Point labeling data:
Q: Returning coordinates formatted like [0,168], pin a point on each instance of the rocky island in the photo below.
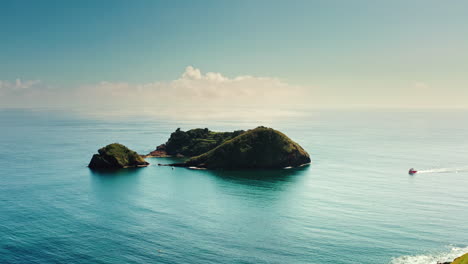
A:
[259,148]
[116,156]
[192,143]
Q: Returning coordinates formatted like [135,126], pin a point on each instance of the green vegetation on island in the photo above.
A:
[461,260]
[193,142]
[115,156]
[259,148]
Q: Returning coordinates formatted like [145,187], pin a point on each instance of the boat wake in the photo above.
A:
[444,170]
[439,257]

THE PROBLEM: Return every line of the data above verbatim, but omit the pictures.

TASK ANSWER:
Q: Returning coordinates formatted like [0,168], pin a point on each instance of the rocky island in the photo below.
A:
[259,148]
[116,156]
[192,143]
Q: Returning coordinates formatted like [135,126], pin a point on each instance of the green vegetation on island in the photo above.
A:
[461,260]
[193,142]
[115,156]
[259,148]
Q: Returning coordinates formatted like [145,187], pin a point on each instance of the boat wake in the photo above.
A:
[444,170]
[439,257]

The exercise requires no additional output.